=== PAGE EXTRACT ===

Ghana’s Finance Minister, Dr. Cassiel Ato Forson, has reaffirmed the government’s determination to transform the country’s agriculture sector through a new Oil Palm Plantation Policy, which he says will anchor Ghana’s next phase of industrialization and job creation.
The Minister disclosed that the policy, which is in its final stages of preparation, will be presented in the 2026 Budget as part of a broader strategy to develop economic crops and position agriculture as a catalyst for sustainable growth.
“I just concluded a highly productive meeting with the Regional Vice President for Africa at the International Finance Corporation (IFC), Ethiopis Tafara, where we explored opportunities to deepen our partnership in support of Ghana’s development priorities, especially in the agriculture sector”.
Ghana’s Finance Minister, Dr. Cassiel Ato Forson
Dr. Forson explained that the Oil Palm Plantation Policy forms part of a larger national vision to modernize agriculture, promote value addition, and create sustainable employment opportunities.

===

▸ TASK INSTRUCTIONS
1) Answer these questions from the article on Ghana's oil palm policy.
(a) In which budget will the Oil Palm Plantation Policy be presented?
(b) Whom did the Minister meet at the International Finance Corporation, and what is that person's role?
(c) What three aims of the larger national vision does Dr. Forson name?
2) Shorten the paragraph of the article on Ghana's oil palm policy that begins "The Minister disclosed that the policy" to one sentence, keeping its main facts.

=== MATERIAL SHOWN ===

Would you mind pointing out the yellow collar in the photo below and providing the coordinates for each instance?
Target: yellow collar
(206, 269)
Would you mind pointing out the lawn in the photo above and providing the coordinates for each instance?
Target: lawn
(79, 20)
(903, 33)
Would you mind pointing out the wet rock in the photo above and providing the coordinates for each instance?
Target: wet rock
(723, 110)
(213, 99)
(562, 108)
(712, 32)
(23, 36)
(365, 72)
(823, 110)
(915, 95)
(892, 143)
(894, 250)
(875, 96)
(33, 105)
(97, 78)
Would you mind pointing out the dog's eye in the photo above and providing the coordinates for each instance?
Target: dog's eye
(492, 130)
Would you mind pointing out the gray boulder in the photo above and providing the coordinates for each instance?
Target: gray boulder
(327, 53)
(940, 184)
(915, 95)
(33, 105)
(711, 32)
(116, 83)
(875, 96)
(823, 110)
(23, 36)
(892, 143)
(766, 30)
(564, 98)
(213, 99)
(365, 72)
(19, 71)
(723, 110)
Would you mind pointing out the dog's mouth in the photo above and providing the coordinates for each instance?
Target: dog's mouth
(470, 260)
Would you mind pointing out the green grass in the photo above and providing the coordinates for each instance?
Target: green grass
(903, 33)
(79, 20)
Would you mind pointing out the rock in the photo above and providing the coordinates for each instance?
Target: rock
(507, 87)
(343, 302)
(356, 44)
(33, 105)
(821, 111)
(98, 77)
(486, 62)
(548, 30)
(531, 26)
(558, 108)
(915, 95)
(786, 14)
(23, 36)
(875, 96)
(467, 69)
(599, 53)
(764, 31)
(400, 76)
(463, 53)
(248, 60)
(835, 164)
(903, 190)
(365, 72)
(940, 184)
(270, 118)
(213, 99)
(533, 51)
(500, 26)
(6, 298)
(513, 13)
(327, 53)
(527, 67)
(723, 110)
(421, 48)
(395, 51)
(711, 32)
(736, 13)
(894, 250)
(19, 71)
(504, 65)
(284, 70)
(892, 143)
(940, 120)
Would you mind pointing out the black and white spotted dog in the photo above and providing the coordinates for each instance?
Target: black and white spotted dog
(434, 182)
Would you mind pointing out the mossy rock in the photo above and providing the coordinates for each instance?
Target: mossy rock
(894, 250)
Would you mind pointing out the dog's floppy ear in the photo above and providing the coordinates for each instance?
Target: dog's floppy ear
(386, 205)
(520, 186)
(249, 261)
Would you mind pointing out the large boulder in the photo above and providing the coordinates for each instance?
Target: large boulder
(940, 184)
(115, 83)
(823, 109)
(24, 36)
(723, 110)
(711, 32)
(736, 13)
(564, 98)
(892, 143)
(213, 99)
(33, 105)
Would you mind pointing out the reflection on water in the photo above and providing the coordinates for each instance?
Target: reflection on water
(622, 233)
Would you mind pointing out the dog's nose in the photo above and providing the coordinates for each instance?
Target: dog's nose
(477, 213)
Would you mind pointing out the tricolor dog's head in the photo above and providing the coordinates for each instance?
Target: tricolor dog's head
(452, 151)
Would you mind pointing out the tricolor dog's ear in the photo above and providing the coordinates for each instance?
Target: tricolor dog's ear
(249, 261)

===

▸ YOUR WRITTEN ANSWERS
1)
(a) The 2026 Budget.
(b) Ethiopis Tafara, the Regional Vice President for Africa at the IFC.
(c) Modernizing agriculture, promoting value addition, and creating sustainable employment opportunities.

2) The Minister said the nearly finished policy will be presented in the 2026 Budget within a wider strategy to develop economic crops and make agriculture a driver of sustainable growth.